=== Textabschnitt ===
Bei einer Demonstration am Jungfernstieg in Hamburg kamen über acht Mal so viele Menschen wie angemeldet. Versammlung wegen Überfüllung abgebrochen.

Wurde wegen Überfüllung abgebrochen: Demonstration gegen rechtsextreme Umtriebe auf dem Hamburger Jungfernstieg Foto: Jonas Walzberg/dpa

Hamburg taz | Weitaus mehr Zulauf als erwartet hat am Freitagnachmittag eine Anti-Nazi-Demonstration in Hamburg erhalten. Ein Bündnis aus Gewerkschaften, Wirtschaftsverbänden, Kulturschaffenden und Religionsgemeinschaften hatte zu der Kundgebung gegen „Rechtsextremismus und neonazistische Netzwerke“ aufgerufen. Nach Schätzung des DGB beteiligten sich mehr als 80.000 Menschen.

Anlass der Demonstration waren die Enthüllungen des Recherchenetzwerk Correctiv über ein geheimes Treffen von AfD-Politiker*innen mit Neonazis. Bei dem Treffen waren Deportationspläne unter anderem für ausländisch gelesene Menschen besprochen worden.

Die Demo fand am Jungfernstieg statt, nicht wie geplant auf dem Rathausmarkt. Die AfD erreichte durch eine spontane Fraktionssitzung, dass die Demo um etwa 350 Meter verschoben wird: Das Hamburger Bannkreisgesetz verbietet Versammlungen und Demos im Umkreis von 350 Meter um das Rathaus herum. Dadurch soll die Arbeitsfähigkeit der Bürgerschaft geschützt werden.

=== Gegebene Daten ===
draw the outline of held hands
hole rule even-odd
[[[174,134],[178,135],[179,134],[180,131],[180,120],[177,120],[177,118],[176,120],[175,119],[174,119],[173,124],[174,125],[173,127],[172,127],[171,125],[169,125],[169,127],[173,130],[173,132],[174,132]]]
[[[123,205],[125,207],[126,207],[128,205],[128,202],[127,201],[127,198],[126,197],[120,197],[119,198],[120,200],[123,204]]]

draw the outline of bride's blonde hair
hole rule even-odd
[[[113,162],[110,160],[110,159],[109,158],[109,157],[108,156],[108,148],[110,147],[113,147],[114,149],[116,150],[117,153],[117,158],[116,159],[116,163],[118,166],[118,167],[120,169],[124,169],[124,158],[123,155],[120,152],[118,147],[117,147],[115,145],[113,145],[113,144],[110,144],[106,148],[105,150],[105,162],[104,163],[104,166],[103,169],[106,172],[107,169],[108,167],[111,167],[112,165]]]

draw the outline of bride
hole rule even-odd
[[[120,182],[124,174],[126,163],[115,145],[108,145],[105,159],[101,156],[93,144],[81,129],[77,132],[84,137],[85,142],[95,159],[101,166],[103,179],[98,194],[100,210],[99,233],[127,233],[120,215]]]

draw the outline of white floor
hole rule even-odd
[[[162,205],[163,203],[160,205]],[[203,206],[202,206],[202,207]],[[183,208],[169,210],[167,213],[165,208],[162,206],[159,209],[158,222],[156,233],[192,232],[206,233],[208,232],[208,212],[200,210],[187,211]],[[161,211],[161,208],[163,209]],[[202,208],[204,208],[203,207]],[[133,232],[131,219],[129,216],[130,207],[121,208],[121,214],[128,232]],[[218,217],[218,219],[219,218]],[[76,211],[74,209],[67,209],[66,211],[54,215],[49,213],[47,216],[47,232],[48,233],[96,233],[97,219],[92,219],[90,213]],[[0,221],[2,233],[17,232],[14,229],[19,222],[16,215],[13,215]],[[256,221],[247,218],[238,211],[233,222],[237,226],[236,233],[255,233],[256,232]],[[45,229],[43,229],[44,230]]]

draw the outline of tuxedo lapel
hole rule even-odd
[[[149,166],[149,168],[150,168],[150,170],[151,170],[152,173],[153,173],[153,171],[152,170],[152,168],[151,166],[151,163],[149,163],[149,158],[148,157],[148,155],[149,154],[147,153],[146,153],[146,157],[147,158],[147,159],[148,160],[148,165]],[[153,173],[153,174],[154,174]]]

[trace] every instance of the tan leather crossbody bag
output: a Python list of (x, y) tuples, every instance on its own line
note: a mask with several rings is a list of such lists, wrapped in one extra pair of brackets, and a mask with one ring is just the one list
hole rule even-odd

--

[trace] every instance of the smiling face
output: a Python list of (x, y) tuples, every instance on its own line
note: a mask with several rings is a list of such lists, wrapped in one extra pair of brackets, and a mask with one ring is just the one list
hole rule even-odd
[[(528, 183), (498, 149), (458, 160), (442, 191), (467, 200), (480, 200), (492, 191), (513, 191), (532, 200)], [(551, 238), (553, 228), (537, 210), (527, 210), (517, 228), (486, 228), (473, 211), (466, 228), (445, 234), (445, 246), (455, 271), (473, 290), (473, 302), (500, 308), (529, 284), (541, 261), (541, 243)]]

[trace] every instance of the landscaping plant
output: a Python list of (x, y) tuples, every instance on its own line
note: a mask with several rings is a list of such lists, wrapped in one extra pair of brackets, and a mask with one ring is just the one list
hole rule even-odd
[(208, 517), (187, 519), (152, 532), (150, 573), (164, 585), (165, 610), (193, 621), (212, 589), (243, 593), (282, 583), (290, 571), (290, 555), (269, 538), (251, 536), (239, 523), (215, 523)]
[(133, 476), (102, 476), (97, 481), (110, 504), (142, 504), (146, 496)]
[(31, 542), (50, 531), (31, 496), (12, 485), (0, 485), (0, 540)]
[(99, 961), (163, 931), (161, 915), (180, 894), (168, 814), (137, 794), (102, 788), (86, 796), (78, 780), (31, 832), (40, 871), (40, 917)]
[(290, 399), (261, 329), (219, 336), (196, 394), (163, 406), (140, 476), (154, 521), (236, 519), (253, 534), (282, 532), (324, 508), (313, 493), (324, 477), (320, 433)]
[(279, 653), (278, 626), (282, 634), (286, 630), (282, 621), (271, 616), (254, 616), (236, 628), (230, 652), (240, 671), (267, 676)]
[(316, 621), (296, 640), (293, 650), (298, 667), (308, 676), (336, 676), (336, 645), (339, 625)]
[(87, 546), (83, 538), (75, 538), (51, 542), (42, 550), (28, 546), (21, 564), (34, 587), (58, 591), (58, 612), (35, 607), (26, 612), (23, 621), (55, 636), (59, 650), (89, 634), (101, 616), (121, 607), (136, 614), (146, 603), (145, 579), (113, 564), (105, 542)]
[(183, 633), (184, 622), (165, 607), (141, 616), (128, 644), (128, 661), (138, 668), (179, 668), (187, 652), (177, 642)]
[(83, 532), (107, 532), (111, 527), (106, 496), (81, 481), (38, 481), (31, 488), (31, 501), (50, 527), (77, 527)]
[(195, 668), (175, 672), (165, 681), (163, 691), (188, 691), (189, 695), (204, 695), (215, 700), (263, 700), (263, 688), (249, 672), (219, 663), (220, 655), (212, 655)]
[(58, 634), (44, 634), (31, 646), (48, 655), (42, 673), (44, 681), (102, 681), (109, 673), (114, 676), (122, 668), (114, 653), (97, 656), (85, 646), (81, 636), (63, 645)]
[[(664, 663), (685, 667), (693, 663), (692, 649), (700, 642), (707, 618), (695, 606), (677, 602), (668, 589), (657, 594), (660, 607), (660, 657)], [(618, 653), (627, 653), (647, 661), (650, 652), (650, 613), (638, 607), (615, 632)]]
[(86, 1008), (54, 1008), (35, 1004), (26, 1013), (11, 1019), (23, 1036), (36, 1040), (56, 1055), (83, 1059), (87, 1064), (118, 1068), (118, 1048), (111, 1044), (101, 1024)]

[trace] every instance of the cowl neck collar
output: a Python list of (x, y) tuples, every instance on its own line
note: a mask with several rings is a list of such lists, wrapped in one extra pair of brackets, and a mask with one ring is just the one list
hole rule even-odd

=== Aufgabe 1 ===
Übertragen Sie aus dem Textabschnitt die Passage zwischen „Bei einer Demonstration“ und „als 80.000 Menschen.“, beide eingeschlossen, wortgetreu.
=== Aufgabe 2 ===
Wie viele Menschen nahmen laut der im Textabschnitt genannten Schätzung des DGB an der Demonstration teil?
Die Zeilen sind hierfür ohne Belang.

=== Erwartete Ausgabe 1 ===
Bei einer Demonstration am Jungfernstieg in Hamburg kamen über acht Mal so viele Menschen wie angemeldet. Versammlung wegen Überfüllung abgebrochen.

Wurde wegen Überfüllung abgebrochen: Demonstration gegen rechtsextreme Umtriebe auf dem Hamburger Jungfernstieg Foto: Jonas Walzberg/dpa

Hamburg taz | Weitaus mehr Zulauf als erwartet hat am Freitagnachmittag eine Anti-Nazi-Demonstration in Hamburg erhalten. Ein Bündnis aus Gewerkschaften, Wirtschaftsverbänden, Kulturschaffenden und Religionsgemeinschaften hatte zu der Kundgebung gegen „Rechtsextremismus und neonazistische Netzwerke“ aufgerufen. Nach Schätzung des DGB beteiligten sich mehr als 80.000 Menschen.

=== Erwartete Ausgabe 2 ===
Mehr als 80.000 Menschen.